:: Document text

The Orchestrator’s Gate Logic

The orchestrator spawns and sequences these agents. A robust orchestrator enforces gates — it does not advance the pipeline unless the prior stage signals success:³

flowchart TD
    A[User Request] --> B[Orchestrator: Decompose Goal]
    B --> C[Spawn: planner]
    C --> D{plan.md exists?\nPLAN_COMPLETE?}
    D -- No --> E[Re-prompt planner\nor escalate to user]
    D -- Yes --> F[Spawn: implementer]
    F --> G{IMPLEMENTATION_COMPLETE?\nTests green?}
    G -- NEEDS_CLARIFICATION --> H[Surface to user]
    G -- Tests failing --> E2[Re-prompt implementer\nmax 2 retries]
    G -- Yes --> I[Spawn: reviewer]
    I --> J{review.md signal?}
    J -- CHANGES_REQUESTED --> F
    J -- APPROVED --> K[Spawn: validator]
    K --> L{VALIDATION_PASSED?}
    L -- No --> M[Report failure\nto user]
    L -- Yes --> N[Merge-ready artefacts]

Gate checks are simple file existence or exit code assertions the orchestrator can perform with a shell command before issuing the next spawn instruction.[^6]

Model Assignment Strategy

Not all roles need the same reasoning power — and the cost difference is significant.⁴

Role	Recommended model	Reasoning effort	Why
Orchestrator	o3	medium	Decomposition quality matters; this is the architectural brain
Planner	o3	high	Plans set the quality ceiling for everything downstream
Implementer	o4-mini	medium	Speed and throughput matter; reviews will catch errors
Reviewer	o3	high	Detached, adversarial perspective requires deep reasoning
Validator	o4-mini	minimal	Mechanical — run commands, read exit codes

This tiering roughly halves the per-pipeline token cost compared to running o3-high throughout, whilst preserving quality where it matters most: planning and review.⁵

AGENTS.md Patterns for Role-Scoped Behaviour

Project-level AGENTS.md files can constrain agent behaviour by role. A common pattern is to keep a short top-level AGENTS.md for all agents and role-specific sections that agents are instructed to read:

# Project Conventions (all agents read this)

## Test runner
`npm test` — must pass before any merge.

## Code style
ESLint + Prettier. Run `npm run lint` before committing.

---

## For reviewer agents only

Check for:
- Unhandled Promise rejections
- `console.log` left in production paths
- Missing input validation on public API routes

In each agent’s TOML, reference the section directly:

developer_instructions = """

::::

● What you will do
a) In the page on agent orchestration, why does it suggest a smaller, quicker model for the implementer role? Answer in one to three sentences.
b) According to the page on agent orchestration, what happens when the implementer's tests are failing?
c) Pick up the page on agent orchestration right after its last line and keep writing.

:: Dataset extract

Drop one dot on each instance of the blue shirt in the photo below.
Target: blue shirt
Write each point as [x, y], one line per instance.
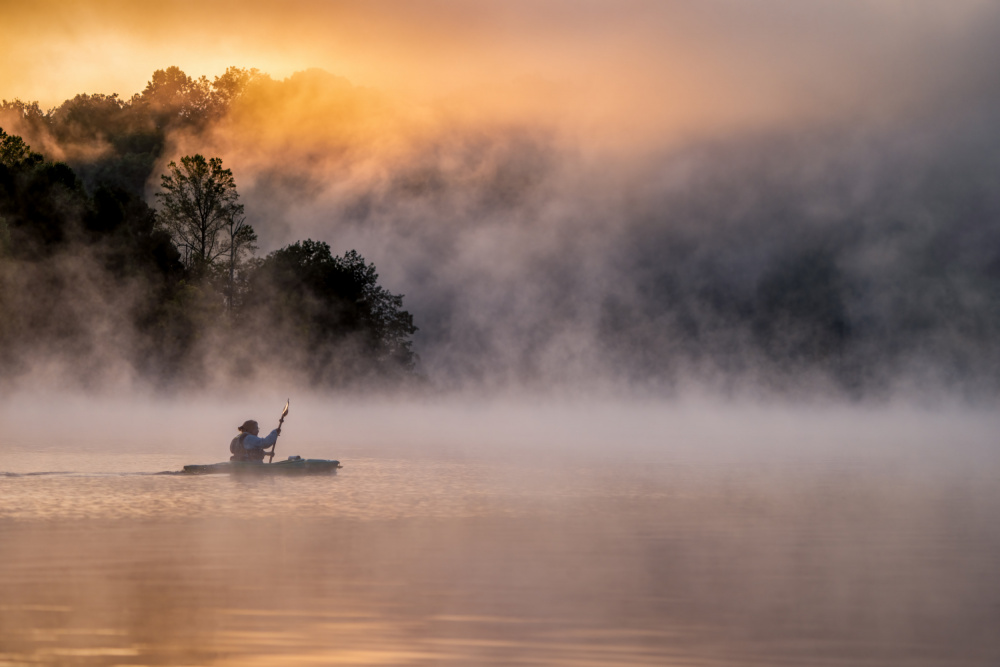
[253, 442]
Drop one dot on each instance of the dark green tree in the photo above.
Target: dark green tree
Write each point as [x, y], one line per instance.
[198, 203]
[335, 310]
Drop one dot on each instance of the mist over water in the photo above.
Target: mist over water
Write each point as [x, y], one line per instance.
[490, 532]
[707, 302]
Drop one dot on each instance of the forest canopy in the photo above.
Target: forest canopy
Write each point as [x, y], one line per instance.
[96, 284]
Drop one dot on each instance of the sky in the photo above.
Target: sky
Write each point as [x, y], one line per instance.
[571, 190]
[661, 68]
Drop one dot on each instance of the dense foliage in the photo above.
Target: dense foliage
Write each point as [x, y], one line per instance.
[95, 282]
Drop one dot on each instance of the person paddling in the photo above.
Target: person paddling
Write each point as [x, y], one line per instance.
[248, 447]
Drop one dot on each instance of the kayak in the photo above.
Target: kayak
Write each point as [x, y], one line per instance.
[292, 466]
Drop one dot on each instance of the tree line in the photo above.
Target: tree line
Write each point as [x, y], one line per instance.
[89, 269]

::::

● Answers in order
a) For the implementer, speed and throughput matter most. Any errors it makes will be caught later in review, so it doesn't need the deepest reasoning.

b) The orchestrator re-prompts the implementer, with a maximum of 2 retries.

c)
...
Before reviewing, read the 'For reviewer agents only' section of AGENTS.md.
"""

This keeps role-specific instructions versioned in the repo alongside the code they govern.⁶

Sequential vs Parallel: The Decision

The five-role pipeline above is sequential by default — each gate must pass before the next role activates. This is the right choice when:

Correctness matters more than speed — financial, medical, or security-sensitive code
Roles have hard data dependencies — the reviewer cannot review code that doesn’t exist yet
Retry loops are acceptable — the pipeline may re-enter the implementer multiple times

Switch to partial parallelism when independent concerns can be evaluated simultaneously. For example, the Reviewer and Validator can run in parallel — the reviewer reads diffs whilst the validator runs the test suite. Neither modifies files, so there is no conflict:[^10]

# In orchestrator instructions:
# After IMPLEMENTATION_COMPLETE — spawn reviewer and validator in parallel
spawn_agents_on_csv = ".codex/parallel_phase.csv"

agent,instruction
reviewer,Review the diff in .codex/diff.patch against .codex/plan.md. Write findings to .codex/review.md.
validator,Run the full test suite and write results to .codex/validation.md.

Wait for both before advancing. The orchestrator reads both output files and gates the merge-ready signal on APPROVED + VALIDATION_PASSED.

Anti-Patterns to Avoid

One agent doing everything. A single agent asked to plan, implement, review, and validate cannot maintain the detached perspective that makes review valuable. It will rationalise its own decisions.⁷

Skipping the planner. Sending the implementer directly to a vague user request produces exploratory hacking, not deterministic delivery. The plan is the contract between human intent and agent execution.

Letting the reviewer write code. The moment the reviewer modifies source files, it becomes an implementer with broken context. Enforce sandbox_mode = "untrusted" and read-only tool restrictions on reviewer agents.

Infinite retry loops. Cap implementer retries at two or three. If the pipeline cannot pass review after three attempts, escalate to the user — autonomous cycling without convergence burns tokens and time.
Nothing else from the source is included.